Set down the entries once more exactly as they were written.

• LISTED ENTRIES:
Start of Block

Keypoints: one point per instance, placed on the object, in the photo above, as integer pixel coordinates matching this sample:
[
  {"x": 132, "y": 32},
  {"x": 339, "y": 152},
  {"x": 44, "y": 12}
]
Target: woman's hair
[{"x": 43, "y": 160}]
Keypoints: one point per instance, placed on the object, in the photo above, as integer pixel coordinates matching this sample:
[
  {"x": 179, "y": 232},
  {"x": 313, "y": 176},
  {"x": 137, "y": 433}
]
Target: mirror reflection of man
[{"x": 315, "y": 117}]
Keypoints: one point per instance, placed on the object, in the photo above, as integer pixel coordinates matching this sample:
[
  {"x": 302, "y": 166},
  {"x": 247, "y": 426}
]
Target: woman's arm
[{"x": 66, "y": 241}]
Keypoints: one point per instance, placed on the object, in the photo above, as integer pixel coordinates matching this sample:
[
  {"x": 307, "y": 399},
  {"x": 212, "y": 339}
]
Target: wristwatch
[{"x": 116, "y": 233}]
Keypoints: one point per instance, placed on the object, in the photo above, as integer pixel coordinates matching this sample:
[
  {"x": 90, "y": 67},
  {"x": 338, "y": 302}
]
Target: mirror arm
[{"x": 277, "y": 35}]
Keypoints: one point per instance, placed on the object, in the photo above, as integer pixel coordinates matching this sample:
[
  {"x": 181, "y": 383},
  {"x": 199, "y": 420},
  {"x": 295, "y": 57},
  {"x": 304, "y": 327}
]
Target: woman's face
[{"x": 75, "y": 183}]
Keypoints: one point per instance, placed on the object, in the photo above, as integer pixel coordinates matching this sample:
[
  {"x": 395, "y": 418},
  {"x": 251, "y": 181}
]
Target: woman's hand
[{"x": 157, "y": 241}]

End of Block

• REPLY TO THE EXERCISE:
Keypoints: one point per instance, placed on the object, in the photo above, as integer pixel coordinates matching this sample:
[
  {"x": 132, "y": 32},
  {"x": 339, "y": 152},
  {"x": 44, "y": 12}
]
Target: woman's hair
[{"x": 43, "y": 160}]
Keypoints: one point per instance, placed on the object, in the photo above, as integer pixel coordinates matching this sample:
[
  {"x": 179, "y": 232},
  {"x": 313, "y": 176},
  {"x": 137, "y": 433}
]
Target: mirror reflection of man
[{"x": 315, "y": 117}]
Keypoints: one point per instance, placed on the object, in the photo above, as integer pixel coordinates matching this sample:
[
  {"x": 302, "y": 166},
  {"x": 247, "y": 426}
]
Target: woman's arm
[{"x": 66, "y": 241}]
Keypoints: one point per instance, placed on the object, in the photo above, as integer pixel coordinates matching this sample:
[
  {"x": 307, "y": 399},
  {"x": 212, "y": 339}
]
Target: wristwatch
[{"x": 116, "y": 233}]
Keypoints: one point per instance, placed on the object, in the photo above, as integer pixel coordinates matching this sample:
[
  {"x": 90, "y": 67},
  {"x": 338, "y": 302}
]
Target: mirror arm
[{"x": 277, "y": 35}]
Keypoints: one point per instance, placed on the object, in the photo above, as integer pixel coordinates matching this sample:
[
  {"x": 181, "y": 383},
  {"x": 199, "y": 420},
  {"x": 295, "y": 57},
  {"x": 304, "y": 327}
]
Target: woman's face
[{"x": 75, "y": 183}]
Keypoints: one point per instance, placed on the object, in the photo above, as integer pixel coordinates matching this sample:
[
  {"x": 395, "y": 418},
  {"x": 251, "y": 181}
]
Target: woman's hand
[{"x": 157, "y": 241}]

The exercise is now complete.